EXCERPT TO READ:
=== Section Start ===
Globally, there's not many headwinds that are on IHG's radar heading into 2025 for any specific market, Maalouf said.

“I would not be surprised if some did emerge, but others will be hotter. Group has been strong in this year, and bookings are very strong in 2025. Group is 15% of our business … enough to make a difference, and it is growing. That business travel is dying is a myth,” he said.

This increase in business travel is not just among accounting companies and law firms, Maalouf said. Tech, manufacturing, retail, medical and other industries are also traveling more and booking business trips.

On the leisure front, more Americans are booking international trips, especially to Europe, Maalouf said.

“That’s 17% to 19% higher post-pandemic to Europe. Some of it is currency, but also there is a rise in disposable income,” he said.

The middle-class traveler in Asia

Hotel brand executives actively monitor what's happening in the Asia-Pacific, as economic conditions in China and India can lead to major shifts in global travel patterns. Maalouf said that billions of people in Asia have never had a vacation, and China's middle class is set to double to 150 million households.

“Most travel only to visit relatives or attend a marriage or funeral, but they are starting to go on vacation,” he said.

China does have a lower average gross domestic product, and many individual investors have been stung by the country’s residential real estate slump, Maalouf said.
=== Section End ===
THE TASK: Turn the paragraph that begins "Hotel brand executives actively monitor" in the excerpt on IHG's travel outlook into a short bulleted list of its main facts.

STUDY MATERIAL:
=== Section Start ===
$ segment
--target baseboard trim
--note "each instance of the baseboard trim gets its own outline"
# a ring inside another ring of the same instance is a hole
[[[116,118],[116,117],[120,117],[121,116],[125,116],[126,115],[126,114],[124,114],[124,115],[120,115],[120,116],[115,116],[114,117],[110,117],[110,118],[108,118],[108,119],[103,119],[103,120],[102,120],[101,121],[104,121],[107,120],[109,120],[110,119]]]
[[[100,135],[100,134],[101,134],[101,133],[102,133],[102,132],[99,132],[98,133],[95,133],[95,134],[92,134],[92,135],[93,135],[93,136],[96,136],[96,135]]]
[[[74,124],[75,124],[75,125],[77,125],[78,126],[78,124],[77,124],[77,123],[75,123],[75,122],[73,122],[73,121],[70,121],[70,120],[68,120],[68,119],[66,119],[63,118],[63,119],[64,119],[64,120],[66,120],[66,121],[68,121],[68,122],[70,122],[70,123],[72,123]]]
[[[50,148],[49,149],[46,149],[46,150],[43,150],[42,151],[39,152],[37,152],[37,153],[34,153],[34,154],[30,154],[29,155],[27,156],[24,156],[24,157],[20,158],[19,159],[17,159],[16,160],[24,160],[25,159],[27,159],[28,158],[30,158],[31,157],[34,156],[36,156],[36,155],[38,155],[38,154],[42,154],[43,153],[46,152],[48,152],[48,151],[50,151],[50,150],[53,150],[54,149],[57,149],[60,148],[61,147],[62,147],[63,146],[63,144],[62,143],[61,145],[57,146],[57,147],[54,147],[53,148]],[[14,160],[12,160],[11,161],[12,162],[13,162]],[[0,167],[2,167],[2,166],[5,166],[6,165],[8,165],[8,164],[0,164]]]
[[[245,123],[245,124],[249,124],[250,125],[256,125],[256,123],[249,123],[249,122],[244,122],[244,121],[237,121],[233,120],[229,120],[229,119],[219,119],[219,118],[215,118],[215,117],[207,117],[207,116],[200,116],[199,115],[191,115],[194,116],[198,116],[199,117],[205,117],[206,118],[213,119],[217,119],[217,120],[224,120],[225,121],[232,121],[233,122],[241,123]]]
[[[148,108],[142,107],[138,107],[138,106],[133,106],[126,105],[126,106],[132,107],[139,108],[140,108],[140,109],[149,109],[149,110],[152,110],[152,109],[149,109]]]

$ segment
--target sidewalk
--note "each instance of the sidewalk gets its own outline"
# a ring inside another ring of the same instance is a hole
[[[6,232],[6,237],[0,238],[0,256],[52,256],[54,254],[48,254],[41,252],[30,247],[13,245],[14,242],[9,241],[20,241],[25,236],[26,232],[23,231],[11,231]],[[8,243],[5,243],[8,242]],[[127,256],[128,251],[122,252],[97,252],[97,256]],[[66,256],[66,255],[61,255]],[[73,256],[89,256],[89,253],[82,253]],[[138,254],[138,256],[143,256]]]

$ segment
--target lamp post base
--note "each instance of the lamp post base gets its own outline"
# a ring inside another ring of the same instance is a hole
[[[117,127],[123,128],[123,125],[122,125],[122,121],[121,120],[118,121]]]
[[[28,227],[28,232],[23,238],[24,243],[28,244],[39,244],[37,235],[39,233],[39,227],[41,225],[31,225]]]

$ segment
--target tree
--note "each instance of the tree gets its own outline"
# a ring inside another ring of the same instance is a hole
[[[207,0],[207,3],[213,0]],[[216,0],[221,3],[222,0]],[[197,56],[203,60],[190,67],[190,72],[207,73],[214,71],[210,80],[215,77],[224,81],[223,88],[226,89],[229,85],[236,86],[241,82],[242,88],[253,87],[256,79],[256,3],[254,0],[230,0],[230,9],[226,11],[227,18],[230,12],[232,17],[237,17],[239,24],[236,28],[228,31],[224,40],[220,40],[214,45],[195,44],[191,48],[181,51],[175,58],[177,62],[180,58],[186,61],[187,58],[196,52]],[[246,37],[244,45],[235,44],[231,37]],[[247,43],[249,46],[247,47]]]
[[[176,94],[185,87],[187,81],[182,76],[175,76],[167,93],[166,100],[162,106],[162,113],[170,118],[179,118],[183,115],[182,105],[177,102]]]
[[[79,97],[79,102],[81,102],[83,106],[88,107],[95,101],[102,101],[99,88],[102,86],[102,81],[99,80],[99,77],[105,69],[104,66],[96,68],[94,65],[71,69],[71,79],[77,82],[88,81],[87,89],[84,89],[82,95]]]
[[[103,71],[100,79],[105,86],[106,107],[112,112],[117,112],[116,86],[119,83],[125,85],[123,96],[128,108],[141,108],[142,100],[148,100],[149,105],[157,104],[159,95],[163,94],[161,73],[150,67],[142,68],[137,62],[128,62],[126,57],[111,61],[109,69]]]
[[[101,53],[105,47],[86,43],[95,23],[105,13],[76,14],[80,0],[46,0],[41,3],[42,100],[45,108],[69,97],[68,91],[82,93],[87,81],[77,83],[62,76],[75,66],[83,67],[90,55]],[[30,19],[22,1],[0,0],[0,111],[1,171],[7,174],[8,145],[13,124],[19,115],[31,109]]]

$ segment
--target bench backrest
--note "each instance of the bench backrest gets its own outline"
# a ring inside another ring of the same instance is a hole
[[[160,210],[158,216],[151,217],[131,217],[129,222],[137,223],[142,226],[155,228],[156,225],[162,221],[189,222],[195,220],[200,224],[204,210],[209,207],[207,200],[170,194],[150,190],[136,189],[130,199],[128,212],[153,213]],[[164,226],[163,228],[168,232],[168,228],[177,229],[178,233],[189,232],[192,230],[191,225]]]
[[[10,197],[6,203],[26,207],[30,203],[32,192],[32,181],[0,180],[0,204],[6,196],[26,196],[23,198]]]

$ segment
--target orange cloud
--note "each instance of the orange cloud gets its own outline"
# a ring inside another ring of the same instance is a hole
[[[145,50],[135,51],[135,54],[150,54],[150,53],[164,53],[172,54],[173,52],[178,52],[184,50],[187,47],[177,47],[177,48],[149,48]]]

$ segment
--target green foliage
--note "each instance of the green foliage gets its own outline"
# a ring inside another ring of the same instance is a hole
=== Section End ===
TASK RESULT:
- Hotel brand executives closely watch the Asia-Pacific because economic conditions in China and India can cause major shifts in global travel patterns.
- Maalouf said billions of people in Asia have never had a vacation.
- China's middle class is set to double to 150 million households.